WRITTEN REQUEST
Turn each line of the material below into an item in a numbered list, skipping any blank lines.

..............................

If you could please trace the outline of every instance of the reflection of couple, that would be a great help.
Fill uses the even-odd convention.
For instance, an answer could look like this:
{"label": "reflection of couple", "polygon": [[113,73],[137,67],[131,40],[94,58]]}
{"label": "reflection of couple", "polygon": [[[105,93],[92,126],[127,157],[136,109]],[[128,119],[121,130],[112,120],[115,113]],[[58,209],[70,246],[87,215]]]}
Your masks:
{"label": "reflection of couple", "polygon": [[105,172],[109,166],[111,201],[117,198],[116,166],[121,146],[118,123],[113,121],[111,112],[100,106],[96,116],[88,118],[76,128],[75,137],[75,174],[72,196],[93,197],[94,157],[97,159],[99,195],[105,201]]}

..............................

COMPLETE RESPONSE
1. If you could please trace the outline of every instance of the reflection of couple, that would be a great help.
2. Fill uses the even-odd convention.
3. For instance, an answer could look like this:
4. {"label": "reflection of couple", "polygon": [[113,73],[137,67],[131,40],[94,58]]}
5. {"label": "reflection of couple", "polygon": [[[105,93],[92,126],[127,157],[136,109]],[[128,119],[121,130],[112,120],[115,113]],[[58,209],[70,246],[87,215]]]}
6. Your masks:
7. {"label": "reflection of couple", "polygon": [[105,172],[109,166],[111,201],[117,198],[116,166],[121,146],[118,123],[113,121],[111,112],[100,106],[96,116],[88,118],[76,128],[75,137],[75,174],[72,196],[93,197],[94,157],[97,159],[99,195],[105,201]]}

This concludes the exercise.